Rows from a box labeling dataset
------------------------------------------------
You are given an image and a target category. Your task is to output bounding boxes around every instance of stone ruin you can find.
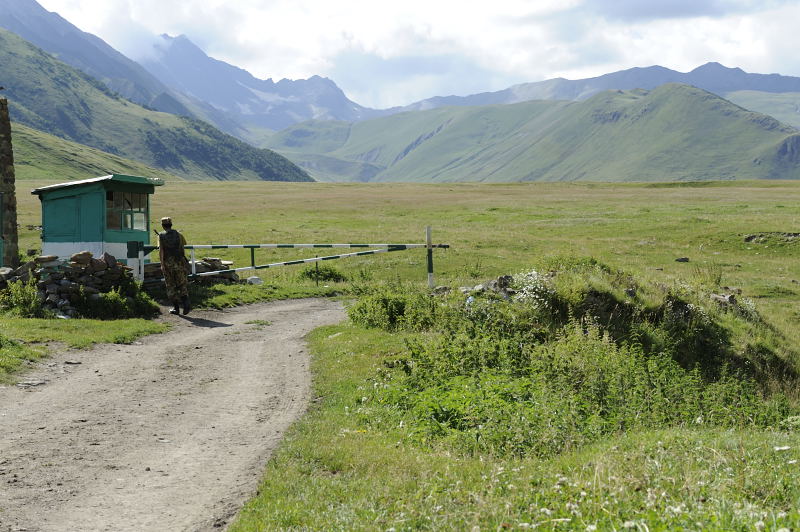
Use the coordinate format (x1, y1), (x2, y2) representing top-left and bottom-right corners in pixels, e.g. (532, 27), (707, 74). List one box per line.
(0, 98), (19, 266)
(0, 251), (133, 317)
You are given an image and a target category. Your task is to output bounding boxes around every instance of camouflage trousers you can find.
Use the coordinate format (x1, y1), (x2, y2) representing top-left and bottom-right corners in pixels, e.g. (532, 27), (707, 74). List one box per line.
(164, 257), (189, 301)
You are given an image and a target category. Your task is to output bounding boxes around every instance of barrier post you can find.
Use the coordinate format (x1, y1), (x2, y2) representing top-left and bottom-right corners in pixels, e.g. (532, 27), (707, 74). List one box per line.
(425, 225), (436, 289)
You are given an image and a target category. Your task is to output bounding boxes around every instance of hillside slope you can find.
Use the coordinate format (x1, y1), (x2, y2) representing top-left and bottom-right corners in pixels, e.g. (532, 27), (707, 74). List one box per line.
(0, 30), (311, 181)
(11, 123), (182, 181)
(0, 0), (192, 116)
(140, 35), (378, 137)
(270, 84), (800, 182)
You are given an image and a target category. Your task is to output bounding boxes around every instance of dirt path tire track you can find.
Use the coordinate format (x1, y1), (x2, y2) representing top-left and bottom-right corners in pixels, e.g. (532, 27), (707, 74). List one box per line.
(0, 299), (344, 532)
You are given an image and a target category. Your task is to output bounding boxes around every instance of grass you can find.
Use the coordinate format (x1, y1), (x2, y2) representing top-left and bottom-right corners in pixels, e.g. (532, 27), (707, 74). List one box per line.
(0, 316), (169, 382)
(0, 316), (169, 349)
(230, 325), (800, 532)
(7, 181), (800, 530)
(0, 29), (311, 181)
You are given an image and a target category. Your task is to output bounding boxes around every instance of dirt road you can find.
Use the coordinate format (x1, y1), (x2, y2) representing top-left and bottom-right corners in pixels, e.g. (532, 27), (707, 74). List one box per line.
(0, 300), (344, 532)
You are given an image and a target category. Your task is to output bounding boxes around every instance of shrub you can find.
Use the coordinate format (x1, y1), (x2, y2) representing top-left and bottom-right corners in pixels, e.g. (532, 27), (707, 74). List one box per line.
(0, 279), (53, 318)
(349, 259), (797, 456)
(298, 265), (347, 283)
(75, 285), (159, 320)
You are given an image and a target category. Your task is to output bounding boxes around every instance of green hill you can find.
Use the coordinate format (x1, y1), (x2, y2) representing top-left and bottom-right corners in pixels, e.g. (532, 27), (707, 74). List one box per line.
(0, 30), (311, 181)
(269, 84), (800, 182)
(11, 123), (182, 181)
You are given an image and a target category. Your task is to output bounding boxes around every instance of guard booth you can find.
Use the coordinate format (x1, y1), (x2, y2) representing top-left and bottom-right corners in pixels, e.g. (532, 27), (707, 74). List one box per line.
(31, 174), (164, 272)
(0, 192), (6, 268)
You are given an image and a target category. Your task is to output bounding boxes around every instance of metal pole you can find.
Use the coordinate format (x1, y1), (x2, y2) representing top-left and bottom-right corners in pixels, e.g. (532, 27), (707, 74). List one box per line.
(136, 247), (144, 281)
(425, 225), (436, 289)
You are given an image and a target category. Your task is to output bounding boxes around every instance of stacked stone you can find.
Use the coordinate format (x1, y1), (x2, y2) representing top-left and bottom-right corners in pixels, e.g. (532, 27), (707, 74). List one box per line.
(0, 251), (132, 317)
(35, 251), (133, 317)
(144, 257), (239, 286)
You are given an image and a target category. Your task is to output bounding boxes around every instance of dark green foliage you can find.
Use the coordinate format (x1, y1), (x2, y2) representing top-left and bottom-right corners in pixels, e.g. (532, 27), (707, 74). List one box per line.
(298, 265), (347, 283)
(75, 282), (159, 320)
(0, 280), (53, 318)
(349, 259), (796, 456)
(269, 84), (800, 183)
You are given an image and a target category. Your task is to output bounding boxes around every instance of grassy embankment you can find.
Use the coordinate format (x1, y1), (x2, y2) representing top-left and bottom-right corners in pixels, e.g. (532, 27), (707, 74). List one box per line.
(9, 182), (800, 530)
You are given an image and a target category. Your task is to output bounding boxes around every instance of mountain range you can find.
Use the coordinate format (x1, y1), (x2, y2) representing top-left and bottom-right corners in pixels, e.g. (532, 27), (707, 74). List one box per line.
(0, 29), (311, 181)
(0, 0), (800, 181)
(271, 84), (800, 182)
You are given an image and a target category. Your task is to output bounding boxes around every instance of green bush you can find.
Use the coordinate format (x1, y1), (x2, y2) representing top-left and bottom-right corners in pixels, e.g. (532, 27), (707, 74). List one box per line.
(0, 279), (53, 318)
(347, 284), (442, 331)
(298, 265), (347, 283)
(75, 285), (159, 320)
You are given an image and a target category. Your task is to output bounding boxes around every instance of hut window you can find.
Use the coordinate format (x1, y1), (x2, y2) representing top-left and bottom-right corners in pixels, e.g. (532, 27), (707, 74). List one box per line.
(106, 190), (147, 231)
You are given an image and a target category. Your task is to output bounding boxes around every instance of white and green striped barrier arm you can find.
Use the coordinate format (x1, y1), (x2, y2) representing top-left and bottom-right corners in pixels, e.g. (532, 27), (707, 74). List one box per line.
(186, 244), (410, 277)
(184, 244), (450, 250)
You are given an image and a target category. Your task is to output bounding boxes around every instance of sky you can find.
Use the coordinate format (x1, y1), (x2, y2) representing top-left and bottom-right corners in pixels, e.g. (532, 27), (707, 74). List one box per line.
(38, 0), (800, 108)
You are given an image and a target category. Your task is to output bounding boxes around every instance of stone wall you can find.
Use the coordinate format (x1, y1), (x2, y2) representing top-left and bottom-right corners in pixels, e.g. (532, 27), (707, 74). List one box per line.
(0, 98), (19, 267)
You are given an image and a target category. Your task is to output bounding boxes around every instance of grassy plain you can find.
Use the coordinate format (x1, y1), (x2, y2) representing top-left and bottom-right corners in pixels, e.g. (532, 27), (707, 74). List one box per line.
(9, 181), (800, 530)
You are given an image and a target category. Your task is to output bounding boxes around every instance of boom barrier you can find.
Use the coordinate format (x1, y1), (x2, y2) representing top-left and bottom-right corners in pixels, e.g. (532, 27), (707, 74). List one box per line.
(138, 227), (450, 288)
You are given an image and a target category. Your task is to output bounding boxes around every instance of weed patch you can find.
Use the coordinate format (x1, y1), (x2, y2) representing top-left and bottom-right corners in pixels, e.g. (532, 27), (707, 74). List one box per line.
(349, 258), (796, 457)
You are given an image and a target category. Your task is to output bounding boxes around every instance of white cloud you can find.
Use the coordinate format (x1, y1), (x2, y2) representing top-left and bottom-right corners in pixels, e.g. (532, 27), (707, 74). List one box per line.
(34, 0), (800, 106)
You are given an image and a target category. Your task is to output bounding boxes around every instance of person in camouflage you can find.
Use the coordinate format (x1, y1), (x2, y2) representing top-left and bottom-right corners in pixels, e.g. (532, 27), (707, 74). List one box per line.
(158, 217), (191, 315)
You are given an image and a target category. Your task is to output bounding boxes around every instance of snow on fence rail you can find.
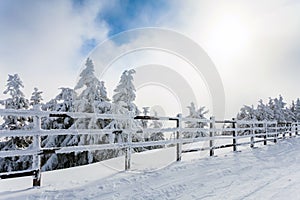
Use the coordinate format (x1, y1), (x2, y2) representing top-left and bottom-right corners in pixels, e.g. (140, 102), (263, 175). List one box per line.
(0, 106), (298, 186)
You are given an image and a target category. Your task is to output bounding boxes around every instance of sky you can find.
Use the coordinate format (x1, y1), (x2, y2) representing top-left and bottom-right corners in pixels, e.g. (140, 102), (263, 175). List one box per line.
(0, 0), (300, 118)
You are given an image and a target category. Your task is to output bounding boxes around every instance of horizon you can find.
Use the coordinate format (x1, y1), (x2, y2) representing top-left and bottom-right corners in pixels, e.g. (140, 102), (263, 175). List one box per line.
(0, 0), (300, 118)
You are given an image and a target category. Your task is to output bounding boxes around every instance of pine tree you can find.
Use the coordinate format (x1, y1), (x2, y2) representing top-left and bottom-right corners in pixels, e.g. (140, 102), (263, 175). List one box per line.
(71, 58), (111, 164)
(294, 98), (300, 122)
(113, 69), (140, 115)
(42, 87), (77, 171)
(0, 74), (32, 172)
(184, 102), (208, 137)
(141, 107), (150, 128)
(149, 111), (165, 149)
(30, 88), (43, 106)
(106, 69), (143, 141)
(1, 74), (31, 145)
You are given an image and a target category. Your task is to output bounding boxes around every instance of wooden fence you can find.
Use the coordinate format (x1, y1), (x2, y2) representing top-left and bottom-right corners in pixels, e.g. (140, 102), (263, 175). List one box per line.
(0, 106), (298, 186)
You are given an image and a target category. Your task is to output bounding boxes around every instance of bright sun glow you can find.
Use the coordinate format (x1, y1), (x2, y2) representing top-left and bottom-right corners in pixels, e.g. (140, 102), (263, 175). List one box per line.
(207, 16), (250, 60)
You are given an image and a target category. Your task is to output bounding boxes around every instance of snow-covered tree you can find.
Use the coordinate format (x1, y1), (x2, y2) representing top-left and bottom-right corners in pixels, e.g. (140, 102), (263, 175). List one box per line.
(75, 58), (110, 130)
(106, 69), (143, 141)
(0, 74), (32, 172)
(0, 74), (31, 144)
(292, 98), (300, 122)
(113, 69), (140, 115)
(141, 107), (150, 128)
(149, 111), (165, 149)
(30, 88), (43, 106)
(42, 87), (77, 171)
(71, 58), (111, 163)
(183, 102), (208, 137)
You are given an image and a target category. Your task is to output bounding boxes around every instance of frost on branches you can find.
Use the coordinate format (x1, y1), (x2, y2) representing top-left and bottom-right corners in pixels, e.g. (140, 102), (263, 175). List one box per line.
(72, 58), (111, 163)
(183, 102), (208, 137)
(0, 74), (32, 172)
(106, 69), (143, 144)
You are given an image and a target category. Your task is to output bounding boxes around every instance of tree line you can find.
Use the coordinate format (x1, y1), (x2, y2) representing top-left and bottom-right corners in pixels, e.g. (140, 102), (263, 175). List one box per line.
(0, 58), (300, 172)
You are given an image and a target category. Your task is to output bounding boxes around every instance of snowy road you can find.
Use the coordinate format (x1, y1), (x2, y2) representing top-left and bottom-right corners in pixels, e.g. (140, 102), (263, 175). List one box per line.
(0, 138), (300, 199)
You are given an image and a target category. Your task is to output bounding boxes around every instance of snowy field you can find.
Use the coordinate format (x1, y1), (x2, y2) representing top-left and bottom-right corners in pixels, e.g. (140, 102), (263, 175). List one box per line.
(0, 138), (300, 199)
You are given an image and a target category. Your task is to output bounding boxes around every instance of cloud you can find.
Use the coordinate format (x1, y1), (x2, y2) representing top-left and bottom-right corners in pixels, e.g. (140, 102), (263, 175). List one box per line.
(0, 0), (109, 99)
(165, 0), (300, 117)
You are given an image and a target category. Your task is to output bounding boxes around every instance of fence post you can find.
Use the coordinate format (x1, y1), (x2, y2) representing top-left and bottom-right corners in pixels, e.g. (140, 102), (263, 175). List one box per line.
(232, 118), (237, 151)
(209, 117), (215, 156)
(250, 122), (255, 148)
(176, 114), (182, 161)
(33, 105), (41, 187)
(274, 121), (278, 143)
(282, 123), (286, 139)
(125, 112), (134, 170)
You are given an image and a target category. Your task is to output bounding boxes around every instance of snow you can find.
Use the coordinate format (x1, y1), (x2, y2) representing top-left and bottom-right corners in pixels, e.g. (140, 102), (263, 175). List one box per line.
(0, 138), (300, 199)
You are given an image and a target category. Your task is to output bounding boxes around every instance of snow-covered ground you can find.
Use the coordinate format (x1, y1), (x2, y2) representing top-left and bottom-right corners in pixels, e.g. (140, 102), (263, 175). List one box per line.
(0, 138), (300, 199)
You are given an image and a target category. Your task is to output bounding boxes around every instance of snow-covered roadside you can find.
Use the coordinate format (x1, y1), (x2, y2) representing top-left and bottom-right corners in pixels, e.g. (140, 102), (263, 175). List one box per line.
(0, 138), (300, 199)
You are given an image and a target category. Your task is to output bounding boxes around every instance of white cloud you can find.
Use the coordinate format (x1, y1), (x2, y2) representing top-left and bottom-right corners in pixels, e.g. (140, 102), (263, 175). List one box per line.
(0, 1), (108, 99)
(165, 0), (300, 117)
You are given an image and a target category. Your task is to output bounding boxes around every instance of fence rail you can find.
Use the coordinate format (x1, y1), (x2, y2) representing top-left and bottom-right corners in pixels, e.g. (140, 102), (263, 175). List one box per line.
(0, 106), (298, 186)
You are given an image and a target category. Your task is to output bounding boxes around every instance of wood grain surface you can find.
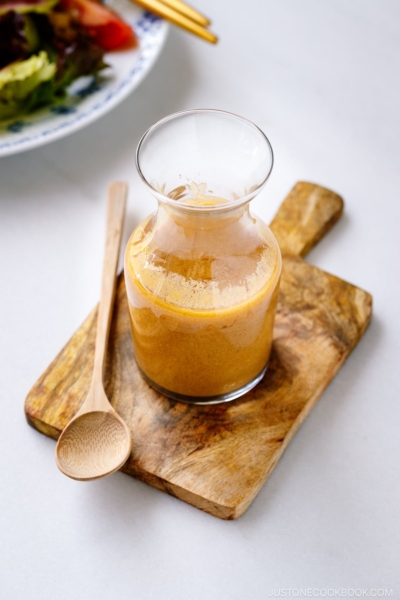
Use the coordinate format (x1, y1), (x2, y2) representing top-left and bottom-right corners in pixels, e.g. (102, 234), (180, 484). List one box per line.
(25, 182), (372, 519)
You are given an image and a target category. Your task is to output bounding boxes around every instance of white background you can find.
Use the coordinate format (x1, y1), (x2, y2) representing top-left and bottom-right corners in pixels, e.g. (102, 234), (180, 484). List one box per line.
(0, 0), (400, 600)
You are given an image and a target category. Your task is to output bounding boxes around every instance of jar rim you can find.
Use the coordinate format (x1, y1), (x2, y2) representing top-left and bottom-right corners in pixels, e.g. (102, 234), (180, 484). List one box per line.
(136, 108), (274, 213)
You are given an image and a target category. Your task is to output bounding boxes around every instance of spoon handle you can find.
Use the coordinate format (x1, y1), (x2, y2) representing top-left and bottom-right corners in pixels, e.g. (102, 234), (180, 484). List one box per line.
(92, 182), (128, 386)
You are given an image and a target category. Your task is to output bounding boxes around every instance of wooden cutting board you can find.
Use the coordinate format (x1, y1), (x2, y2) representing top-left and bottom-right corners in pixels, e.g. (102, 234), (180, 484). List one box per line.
(25, 183), (372, 519)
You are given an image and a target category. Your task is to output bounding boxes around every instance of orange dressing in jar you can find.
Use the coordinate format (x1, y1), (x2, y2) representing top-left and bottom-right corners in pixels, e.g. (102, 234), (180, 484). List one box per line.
(125, 197), (281, 402)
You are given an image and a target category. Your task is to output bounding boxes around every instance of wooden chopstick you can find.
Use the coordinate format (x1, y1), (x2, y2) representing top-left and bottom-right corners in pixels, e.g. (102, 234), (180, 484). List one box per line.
(161, 0), (210, 27)
(132, 0), (218, 44)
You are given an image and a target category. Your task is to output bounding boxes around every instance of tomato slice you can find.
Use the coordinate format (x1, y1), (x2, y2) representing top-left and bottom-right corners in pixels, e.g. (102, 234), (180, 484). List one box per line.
(59, 0), (136, 50)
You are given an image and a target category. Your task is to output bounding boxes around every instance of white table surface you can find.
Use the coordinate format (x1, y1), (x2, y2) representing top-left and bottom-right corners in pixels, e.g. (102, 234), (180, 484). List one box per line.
(0, 0), (400, 600)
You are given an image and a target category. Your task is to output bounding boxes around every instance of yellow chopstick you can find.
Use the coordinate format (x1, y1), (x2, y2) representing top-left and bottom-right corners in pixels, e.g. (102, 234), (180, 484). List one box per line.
(132, 0), (218, 44)
(161, 0), (210, 27)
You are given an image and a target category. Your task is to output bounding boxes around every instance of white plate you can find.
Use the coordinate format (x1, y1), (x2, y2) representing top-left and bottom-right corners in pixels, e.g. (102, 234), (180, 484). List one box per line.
(0, 0), (168, 156)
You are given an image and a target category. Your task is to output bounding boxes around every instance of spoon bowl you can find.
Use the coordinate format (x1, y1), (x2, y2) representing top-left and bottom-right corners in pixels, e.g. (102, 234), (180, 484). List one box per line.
(56, 411), (131, 481)
(56, 182), (132, 481)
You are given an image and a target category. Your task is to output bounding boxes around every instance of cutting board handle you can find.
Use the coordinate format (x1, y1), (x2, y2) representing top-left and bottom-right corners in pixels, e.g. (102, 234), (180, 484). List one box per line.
(270, 181), (343, 256)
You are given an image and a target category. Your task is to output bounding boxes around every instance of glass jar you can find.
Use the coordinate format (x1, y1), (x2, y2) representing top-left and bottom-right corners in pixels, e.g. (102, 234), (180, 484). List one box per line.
(125, 110), (282, 404)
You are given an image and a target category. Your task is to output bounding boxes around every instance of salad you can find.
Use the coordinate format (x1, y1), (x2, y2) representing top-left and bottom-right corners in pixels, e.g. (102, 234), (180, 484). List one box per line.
(0, 0), (137, 120)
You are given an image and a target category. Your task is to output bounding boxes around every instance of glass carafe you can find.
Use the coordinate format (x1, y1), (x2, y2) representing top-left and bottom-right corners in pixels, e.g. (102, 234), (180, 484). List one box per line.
(125, 110), (281, 404)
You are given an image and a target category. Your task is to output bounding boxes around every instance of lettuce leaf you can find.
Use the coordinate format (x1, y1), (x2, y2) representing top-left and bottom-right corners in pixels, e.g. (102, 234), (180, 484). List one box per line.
(0, 51), (56, 119)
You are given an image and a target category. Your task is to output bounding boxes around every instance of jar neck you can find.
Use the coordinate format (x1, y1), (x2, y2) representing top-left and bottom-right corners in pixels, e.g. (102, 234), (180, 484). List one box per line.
(157, 200), (252, 231)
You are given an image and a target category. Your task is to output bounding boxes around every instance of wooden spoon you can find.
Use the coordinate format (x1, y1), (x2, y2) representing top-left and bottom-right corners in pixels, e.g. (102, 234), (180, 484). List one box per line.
(56, 183), (132, 481)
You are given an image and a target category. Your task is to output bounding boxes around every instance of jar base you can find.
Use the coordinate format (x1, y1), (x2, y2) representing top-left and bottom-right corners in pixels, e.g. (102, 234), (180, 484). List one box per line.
(138, 363), (268, 405)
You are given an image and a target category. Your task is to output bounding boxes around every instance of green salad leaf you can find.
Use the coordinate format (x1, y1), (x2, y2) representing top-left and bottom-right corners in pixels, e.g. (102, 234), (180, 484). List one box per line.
(0, 50), (57, 119)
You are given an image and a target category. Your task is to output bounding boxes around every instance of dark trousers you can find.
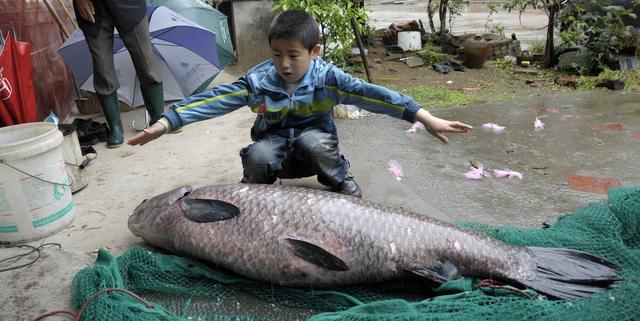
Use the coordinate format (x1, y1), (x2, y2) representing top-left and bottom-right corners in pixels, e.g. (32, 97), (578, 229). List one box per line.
(85, 13), (162, 96)
(240, 129), (349, 187)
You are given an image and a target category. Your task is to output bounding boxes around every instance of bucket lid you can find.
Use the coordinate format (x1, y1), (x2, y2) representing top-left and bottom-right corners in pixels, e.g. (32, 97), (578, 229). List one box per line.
(0, 122), (64, 161)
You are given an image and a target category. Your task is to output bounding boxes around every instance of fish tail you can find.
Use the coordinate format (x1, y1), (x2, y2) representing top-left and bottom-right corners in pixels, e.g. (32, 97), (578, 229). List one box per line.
(518, 247), (622, 299)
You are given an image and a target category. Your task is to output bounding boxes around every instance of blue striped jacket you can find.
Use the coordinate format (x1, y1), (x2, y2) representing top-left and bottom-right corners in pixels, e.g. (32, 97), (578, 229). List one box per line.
(163, 58), (421, 140)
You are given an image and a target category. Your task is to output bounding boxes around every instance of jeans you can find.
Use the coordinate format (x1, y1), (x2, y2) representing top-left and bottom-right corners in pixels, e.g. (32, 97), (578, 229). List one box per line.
(240, 129), (349, 187)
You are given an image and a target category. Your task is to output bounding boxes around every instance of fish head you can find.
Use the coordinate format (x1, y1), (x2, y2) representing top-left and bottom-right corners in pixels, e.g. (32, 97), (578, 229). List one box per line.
(128, 186), (193, 240)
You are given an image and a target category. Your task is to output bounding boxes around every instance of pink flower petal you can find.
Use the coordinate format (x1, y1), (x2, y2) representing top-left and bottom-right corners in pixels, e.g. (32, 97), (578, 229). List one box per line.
(493, 169), (522, 179)
(464, 167), (486, 179)
(407, 121), (425, 134)
(533, 117), (544, 130)
(387, 160), (402, 181)
(482, 123), (505, 133)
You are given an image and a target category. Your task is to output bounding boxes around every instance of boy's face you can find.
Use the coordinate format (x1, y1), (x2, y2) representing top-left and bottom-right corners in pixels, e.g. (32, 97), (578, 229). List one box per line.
(271, 39), (320, 83)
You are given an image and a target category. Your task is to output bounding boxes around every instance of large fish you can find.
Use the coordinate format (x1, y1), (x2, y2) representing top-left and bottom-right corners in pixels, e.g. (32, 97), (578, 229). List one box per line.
(129, 184), (620, 299)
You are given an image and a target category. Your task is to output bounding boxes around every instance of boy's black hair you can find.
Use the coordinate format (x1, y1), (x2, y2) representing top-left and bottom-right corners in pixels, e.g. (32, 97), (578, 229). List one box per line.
(269, 9), (320, 52)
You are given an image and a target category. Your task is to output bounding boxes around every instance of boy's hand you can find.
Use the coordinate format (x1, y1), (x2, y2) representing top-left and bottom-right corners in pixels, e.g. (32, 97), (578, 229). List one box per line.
(416, 109), (473, 144)
(75, 0), (96, 23)
(127, 123), (167, 146)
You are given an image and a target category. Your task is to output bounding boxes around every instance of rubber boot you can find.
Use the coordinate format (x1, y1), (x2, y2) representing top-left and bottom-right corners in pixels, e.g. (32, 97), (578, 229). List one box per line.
(140, 83), (164, 126)
(98, 93), (124, 148)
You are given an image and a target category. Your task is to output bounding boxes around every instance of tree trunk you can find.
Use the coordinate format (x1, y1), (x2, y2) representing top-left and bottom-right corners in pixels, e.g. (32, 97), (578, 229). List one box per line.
(542, 3), (559, 68)
(438, 0), (448, 37)
(427, 0), (436, 34)
(320, 22), (327, 60)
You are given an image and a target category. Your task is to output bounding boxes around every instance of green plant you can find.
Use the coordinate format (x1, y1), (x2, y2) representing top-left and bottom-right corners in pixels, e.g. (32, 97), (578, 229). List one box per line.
(560, 0), (637, 70)
(273, 0), (372, 65)
(529, 40), (544, 54)
(416, 43), (449, 66)
(502, 0), (568, 68)
(489, 58), (513, 72)
(484, 1), (505, 36)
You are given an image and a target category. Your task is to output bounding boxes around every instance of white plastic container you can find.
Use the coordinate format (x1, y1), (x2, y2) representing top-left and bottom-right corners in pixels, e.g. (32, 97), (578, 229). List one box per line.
(0, 123), (75, 243)
(398, 31), (422, 51)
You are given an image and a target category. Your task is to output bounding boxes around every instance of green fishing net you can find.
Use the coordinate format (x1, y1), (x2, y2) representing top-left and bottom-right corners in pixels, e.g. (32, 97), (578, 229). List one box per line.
(72, 188), (640, 321)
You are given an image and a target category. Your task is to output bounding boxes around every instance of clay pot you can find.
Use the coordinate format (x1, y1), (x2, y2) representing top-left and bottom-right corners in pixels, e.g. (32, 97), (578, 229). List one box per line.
(462, 36), (489, 68)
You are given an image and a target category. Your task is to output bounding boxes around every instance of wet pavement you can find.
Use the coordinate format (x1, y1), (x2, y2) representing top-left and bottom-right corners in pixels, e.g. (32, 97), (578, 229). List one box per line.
(338, 90), (640, 227)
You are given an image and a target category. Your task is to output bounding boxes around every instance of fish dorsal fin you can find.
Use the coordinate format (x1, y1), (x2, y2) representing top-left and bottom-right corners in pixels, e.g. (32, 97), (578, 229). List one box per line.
(284, 238), (349, 271)
(407, 261), (460, 283)
(180, 198), (240, 223)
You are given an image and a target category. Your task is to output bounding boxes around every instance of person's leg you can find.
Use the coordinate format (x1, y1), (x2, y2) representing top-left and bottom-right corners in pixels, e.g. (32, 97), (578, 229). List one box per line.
(240, 135), (287, 184)
(120, 17), (164, 124)
(293, 129), (362, 197)
(85, 10), (124, 148)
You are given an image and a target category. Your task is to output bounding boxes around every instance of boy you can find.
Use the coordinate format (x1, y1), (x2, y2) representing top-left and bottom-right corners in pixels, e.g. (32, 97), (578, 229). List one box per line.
(128, 10), (472, 197)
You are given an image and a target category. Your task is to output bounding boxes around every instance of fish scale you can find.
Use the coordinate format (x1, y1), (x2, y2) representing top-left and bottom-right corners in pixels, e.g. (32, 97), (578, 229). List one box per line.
(130, 184), (533, 286)
(129, 184), (620, 299)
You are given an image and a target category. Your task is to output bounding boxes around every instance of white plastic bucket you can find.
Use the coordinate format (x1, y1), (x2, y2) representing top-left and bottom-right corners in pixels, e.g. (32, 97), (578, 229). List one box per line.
(398, 31), (422, 51)
(0, 123), (74, 243)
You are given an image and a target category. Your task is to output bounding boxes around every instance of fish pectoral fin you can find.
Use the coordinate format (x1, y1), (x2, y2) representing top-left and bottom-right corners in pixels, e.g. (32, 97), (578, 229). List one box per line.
------------------------------------------------
### Work to complete
From the line containing "pectoral fin you can find." through the closing line of the material above, return every line exactly and omit all others.

### Exercise output
You are given an image and a target category. Your task is to output bounding boxes around every instance of fish pectoral fin you can find.
Use the coordinate format (x1, y1), (x2, y2) representing top-left and bottom-right corners in pixels, e.g. (32, 97), (578, 229). List one box per line.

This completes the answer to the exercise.